START Document extract
If the government or a physician has decided that an individual must remain in isolation over the course of Yom Tov and this individual has a psychological condition where physicians who know this patient have determined that there is a possibility that this person being alone over the course of Yom Tov would be in a situation of pikuach nefesh (possible suicide) if the individual was not able to communicate or speak with family members, then the family members must reach out to this person over Yom Tov to speak on the phone or use the internet by leaving a connection open from before Yom Tov. Rav Moshe Feinstein has decided that, in certain circumstances, psychological danger is considered life threatening. Rabbi Soloveitchik went further and noted, in the name of his grandfather Rav Chaim Soloveitchik, that even if there is a concern that someone will lose his or her mind even if their life is not in danger, that too is considered a case of Pikuach Nefashos.

If a person is physically ill and alone and the physicians have determined that there is a possibility of the condition deteriorating further to a point of being life threatening, then the family must remain in contact using electronic devices with that person over the course of Yom Tov in order to check on the person’s well being.

If a parent who is ill lives outside of Israel and the parent has a non-Jewish aid then the children who live in Israel are allowed to call the non-Jew and speak with the non-Jew when it is Yom Tov outside of Israel and not Yom Tov in Israel in order to check in on the parent. Those family members in Israel can also ask the non-Jew to show the parent a live screen of the family so that the patient can see that his family members are safe and healthy. It is also proper to tell the non-Jewish aid in America that if the patient is upset or concerned over Yom Tov and the patient would like to speak to family members, then the non-Jew should remind the patient that it is Passover or the Sabbath and that after the Sabbath and holiday is over they will certainly be able to speak on the phone.

However, if someone is not as ill as described above, however they must be confined and alone because of the circumstances related to the Coronavirus then they may not use any electronic devices in order to connect to family members on Shabbos and Yom Tov. Although it is painful and sad to be alone and people want to be with family and friends, this is not a sakanas nefashos, a life threatening situation, and there is no place at all to allow the violation of Shabbos and Yom Tov.

If a person were to leave the phone on before before Yom Tov and conduct a Pesach Seder from their home so that others can follow along (like Baalei Teshuvah who may not know how to run a Seder) there may be reason to be lenient under great and pressing circumstances. However, to leave a computer screen on and to have people watch and connect over the internet is a greater concern of violating Shabbos and Yom Tov since it creates images and pictures when the people move. Another possible suggestion for those who are unfamiliar with the Pesach Seder is to create videos of how to run a Pesach Seder and in the weeks leading up to Pesach people can watch and learn from this video in order to know what to do when Pesach arrives. However, the video may not be played over Shabbos and Yom Tov. If the individual in need of help is handycapped and these preparations from before Yom Tov are not sufficient then they should rely on listening to the live Seder over the phone.

If the government and medical professionals have said that it is not safe for parents and children to be together then children may not visit for Pesach, even at the insistence of the parents. Not listening to the parents in this situation is not a violation of Kibbud Av V’Em.
END Document extract
START Dataset content
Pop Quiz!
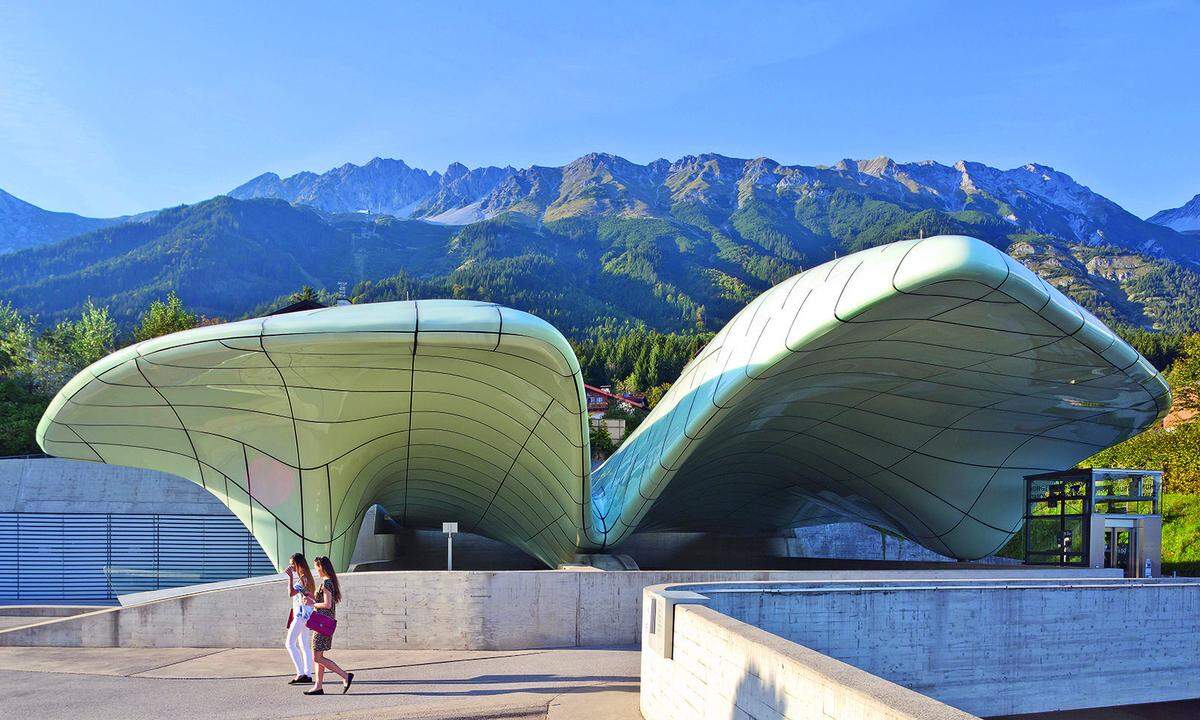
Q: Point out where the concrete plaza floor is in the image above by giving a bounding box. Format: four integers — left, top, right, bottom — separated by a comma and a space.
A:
0, 647, 641, 720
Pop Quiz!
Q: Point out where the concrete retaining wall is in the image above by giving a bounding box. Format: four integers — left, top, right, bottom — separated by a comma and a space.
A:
642, 578, 1200, 715
641, 605, 974, 720
0, 569, 1094, 649
0, 457, 226, 516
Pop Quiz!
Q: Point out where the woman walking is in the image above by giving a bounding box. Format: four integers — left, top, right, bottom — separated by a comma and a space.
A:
283, 552, 317, 685
305, 557, 354, 695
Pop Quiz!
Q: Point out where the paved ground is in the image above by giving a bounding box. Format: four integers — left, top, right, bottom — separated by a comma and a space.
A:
0, 647, 641, 720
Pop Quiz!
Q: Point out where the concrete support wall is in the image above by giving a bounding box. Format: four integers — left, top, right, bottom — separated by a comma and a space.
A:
END Dataset content
Task instructions:
(a) Reproduce the passage of the Yom Tov isolation guidance between "If a person is" and "person’s well being.", inclusive.
(b) Name every rabbi mentioned in the Yom Tov isolation guidance.

Completed exercise:
(a)
If a person is physically ill and alone and the physicians have determined that there is a possibility of the condition deteriorating further to a point of being life threatening, then the family must remain in contact using electronic devices with that person over the course of Yom Tov in order to check on the person’s well being.

(b)
Rav Moshe Feinstein
Rabbi Soloveitchik
Rav Chaim Soloveitchik